• **MATERIAL PROVIDED**
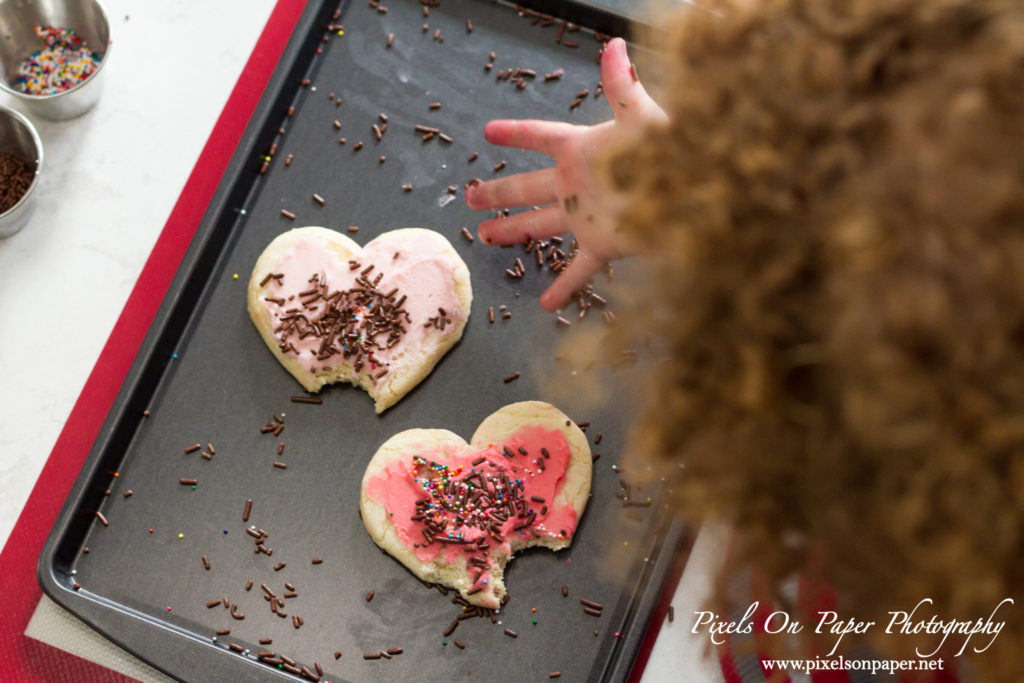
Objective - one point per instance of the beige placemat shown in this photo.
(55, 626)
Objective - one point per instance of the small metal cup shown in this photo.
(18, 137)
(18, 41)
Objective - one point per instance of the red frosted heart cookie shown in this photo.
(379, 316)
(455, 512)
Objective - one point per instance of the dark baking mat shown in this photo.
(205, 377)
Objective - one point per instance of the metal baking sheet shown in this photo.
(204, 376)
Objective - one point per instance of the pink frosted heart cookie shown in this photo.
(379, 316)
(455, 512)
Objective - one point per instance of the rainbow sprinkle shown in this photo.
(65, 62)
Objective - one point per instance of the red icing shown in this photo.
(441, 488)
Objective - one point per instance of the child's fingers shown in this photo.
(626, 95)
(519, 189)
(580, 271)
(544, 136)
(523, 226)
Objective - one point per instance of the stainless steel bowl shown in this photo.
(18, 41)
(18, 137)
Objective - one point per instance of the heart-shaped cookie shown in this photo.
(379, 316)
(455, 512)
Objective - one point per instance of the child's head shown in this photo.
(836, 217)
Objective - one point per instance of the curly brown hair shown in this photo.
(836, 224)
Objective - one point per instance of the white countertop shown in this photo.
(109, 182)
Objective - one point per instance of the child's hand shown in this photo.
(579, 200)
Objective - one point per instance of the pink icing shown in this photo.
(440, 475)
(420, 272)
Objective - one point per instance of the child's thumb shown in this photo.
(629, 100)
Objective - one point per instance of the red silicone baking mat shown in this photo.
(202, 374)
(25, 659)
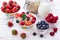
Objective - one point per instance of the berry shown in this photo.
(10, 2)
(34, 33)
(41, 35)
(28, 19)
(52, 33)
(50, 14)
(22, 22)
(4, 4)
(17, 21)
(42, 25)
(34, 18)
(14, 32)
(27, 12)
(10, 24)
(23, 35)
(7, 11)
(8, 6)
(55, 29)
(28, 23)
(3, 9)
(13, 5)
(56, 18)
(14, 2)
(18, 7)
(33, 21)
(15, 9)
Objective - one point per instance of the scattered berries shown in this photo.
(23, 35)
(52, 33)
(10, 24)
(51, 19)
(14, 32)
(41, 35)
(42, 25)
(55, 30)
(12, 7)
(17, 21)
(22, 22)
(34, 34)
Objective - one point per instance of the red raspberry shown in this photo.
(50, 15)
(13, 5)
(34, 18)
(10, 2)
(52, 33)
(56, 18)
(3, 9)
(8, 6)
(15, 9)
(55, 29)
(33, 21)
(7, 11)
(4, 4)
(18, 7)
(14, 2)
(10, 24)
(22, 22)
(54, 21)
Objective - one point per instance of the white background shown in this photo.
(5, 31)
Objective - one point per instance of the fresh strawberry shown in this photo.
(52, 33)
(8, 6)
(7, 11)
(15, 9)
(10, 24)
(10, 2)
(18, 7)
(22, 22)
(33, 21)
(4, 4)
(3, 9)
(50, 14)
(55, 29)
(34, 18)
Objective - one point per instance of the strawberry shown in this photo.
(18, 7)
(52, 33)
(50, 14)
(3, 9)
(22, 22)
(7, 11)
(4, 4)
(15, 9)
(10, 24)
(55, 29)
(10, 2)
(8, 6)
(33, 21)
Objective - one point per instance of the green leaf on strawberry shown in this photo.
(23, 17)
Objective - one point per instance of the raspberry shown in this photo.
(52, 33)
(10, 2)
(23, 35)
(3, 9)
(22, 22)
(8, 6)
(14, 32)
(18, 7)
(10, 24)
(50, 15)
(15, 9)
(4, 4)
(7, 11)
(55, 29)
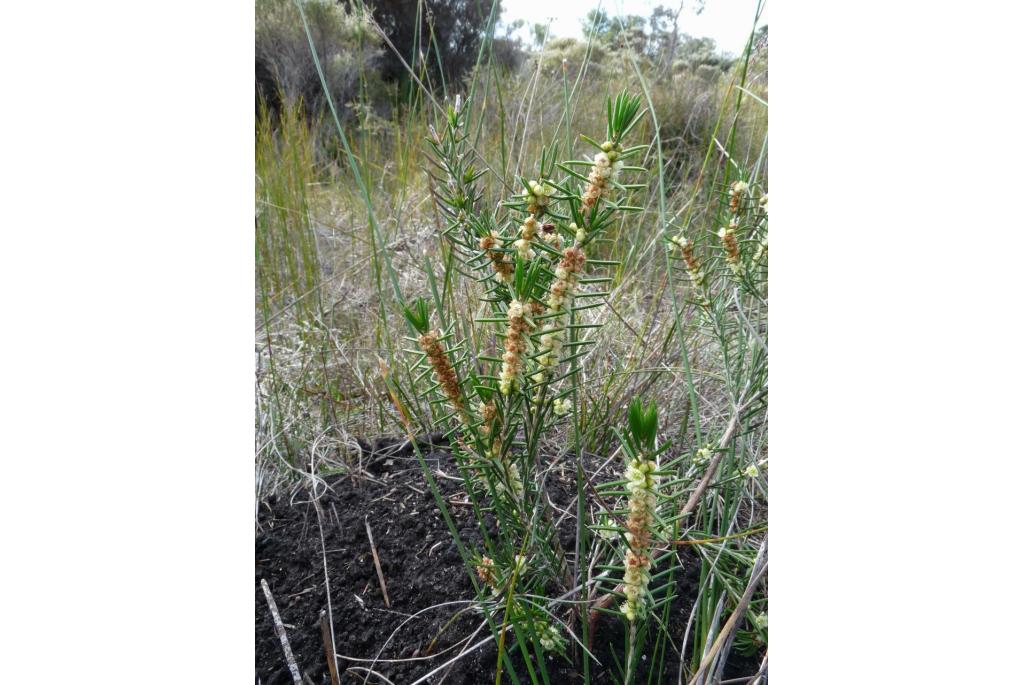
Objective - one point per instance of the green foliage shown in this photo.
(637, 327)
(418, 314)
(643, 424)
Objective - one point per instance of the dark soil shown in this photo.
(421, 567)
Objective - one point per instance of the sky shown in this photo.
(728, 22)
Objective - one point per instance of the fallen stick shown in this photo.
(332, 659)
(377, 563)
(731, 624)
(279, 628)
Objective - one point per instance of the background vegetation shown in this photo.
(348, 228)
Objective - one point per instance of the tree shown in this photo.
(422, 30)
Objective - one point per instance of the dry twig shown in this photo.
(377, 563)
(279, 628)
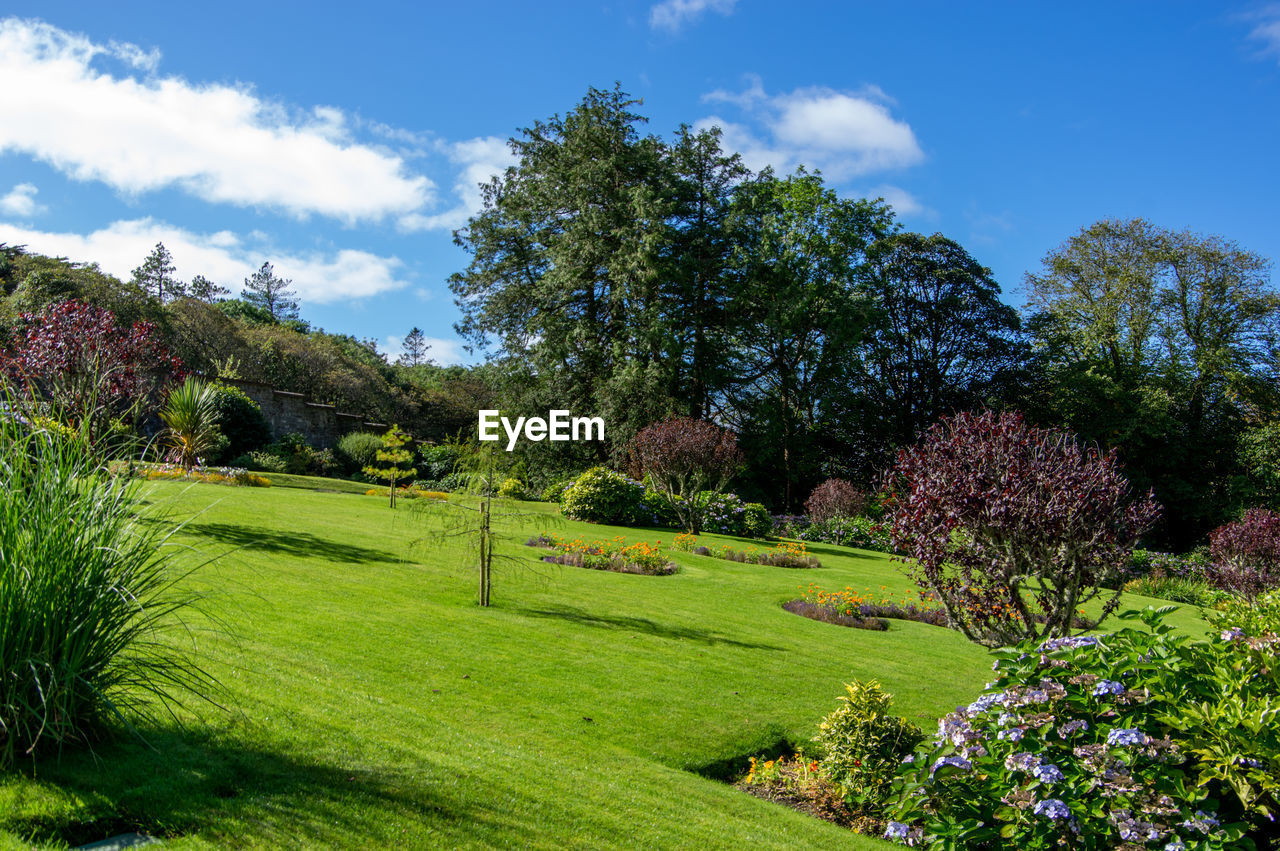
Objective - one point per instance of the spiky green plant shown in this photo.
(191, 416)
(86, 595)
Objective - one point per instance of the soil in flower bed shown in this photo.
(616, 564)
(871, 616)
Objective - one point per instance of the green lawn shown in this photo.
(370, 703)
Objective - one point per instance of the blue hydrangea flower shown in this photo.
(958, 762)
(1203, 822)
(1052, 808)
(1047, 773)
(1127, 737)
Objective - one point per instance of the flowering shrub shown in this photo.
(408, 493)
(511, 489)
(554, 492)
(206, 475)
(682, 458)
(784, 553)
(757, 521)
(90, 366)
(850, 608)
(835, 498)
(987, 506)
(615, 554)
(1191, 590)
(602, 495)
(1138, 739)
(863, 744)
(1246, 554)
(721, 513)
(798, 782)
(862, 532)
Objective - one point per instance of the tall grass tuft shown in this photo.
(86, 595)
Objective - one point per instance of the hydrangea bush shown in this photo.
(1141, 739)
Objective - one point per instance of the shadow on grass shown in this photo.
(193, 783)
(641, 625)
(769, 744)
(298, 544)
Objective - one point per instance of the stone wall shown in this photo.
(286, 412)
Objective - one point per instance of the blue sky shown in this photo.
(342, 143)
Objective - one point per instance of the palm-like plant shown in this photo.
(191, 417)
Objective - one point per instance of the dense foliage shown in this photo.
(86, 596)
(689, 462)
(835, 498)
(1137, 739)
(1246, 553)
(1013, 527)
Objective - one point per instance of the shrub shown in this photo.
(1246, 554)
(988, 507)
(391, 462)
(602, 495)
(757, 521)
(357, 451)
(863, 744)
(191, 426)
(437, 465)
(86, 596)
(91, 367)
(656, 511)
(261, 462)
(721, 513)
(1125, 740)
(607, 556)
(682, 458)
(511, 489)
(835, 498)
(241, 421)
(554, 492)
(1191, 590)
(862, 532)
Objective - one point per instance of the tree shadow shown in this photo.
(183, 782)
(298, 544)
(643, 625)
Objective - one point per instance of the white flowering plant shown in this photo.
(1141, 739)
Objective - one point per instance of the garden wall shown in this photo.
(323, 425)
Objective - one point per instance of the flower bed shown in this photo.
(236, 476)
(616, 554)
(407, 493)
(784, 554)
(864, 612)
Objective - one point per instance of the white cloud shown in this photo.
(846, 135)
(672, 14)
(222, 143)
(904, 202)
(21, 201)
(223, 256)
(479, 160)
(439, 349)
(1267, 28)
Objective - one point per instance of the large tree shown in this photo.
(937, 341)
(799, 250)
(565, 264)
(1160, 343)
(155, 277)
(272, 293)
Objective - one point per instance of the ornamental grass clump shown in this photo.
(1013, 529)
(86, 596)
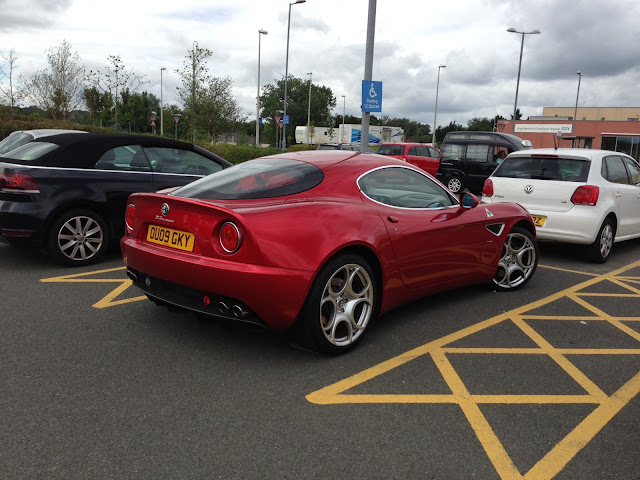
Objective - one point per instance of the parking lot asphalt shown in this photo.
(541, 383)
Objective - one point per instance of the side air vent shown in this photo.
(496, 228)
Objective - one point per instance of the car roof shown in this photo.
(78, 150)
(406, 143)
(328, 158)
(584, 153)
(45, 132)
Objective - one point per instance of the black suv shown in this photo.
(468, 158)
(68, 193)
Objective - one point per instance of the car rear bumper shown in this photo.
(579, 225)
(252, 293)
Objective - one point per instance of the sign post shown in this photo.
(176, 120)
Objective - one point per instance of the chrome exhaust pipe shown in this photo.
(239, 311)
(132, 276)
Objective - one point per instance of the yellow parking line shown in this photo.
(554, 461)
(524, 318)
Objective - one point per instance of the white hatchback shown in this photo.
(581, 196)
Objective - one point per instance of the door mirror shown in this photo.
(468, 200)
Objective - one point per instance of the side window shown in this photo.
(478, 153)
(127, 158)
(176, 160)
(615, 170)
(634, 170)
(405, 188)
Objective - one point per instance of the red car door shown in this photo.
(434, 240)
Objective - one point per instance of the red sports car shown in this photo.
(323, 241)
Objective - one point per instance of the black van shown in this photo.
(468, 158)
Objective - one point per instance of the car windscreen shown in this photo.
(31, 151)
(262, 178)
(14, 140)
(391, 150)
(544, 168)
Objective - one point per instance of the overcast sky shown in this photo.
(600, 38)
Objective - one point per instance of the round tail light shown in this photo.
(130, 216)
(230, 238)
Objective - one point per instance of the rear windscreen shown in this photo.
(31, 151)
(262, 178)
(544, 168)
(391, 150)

• **WHAT THIS TASK INVOLVES**
Rewrite the part of the entries that opens with the line containing "Objective - one point per instance of the black van" and closes with the last line of the entries, substituting "windshield" for "windscreen" and leaving every other word unchanged.

• **RESPONSE TO THE TASK**
Objective - one point per instance of the black van shown in this photo.
(468, 158)
Objective - one point per instance of the car windshield shown in this photo.
(31, 151)
(262, 178)
(14, 140)
(391, 150)
(544, 168)
Objective - one point per instance of the overcast sky shown in this photo.
(600, 38)
Objective - one point per instance of the round tail light shown in this photo.
(130, 216)
(230, 238)
Objective - one point per instance of the rear windshield shown in this photo.
(31, 151)
(262, 178)
(544, 168)
(391, 150)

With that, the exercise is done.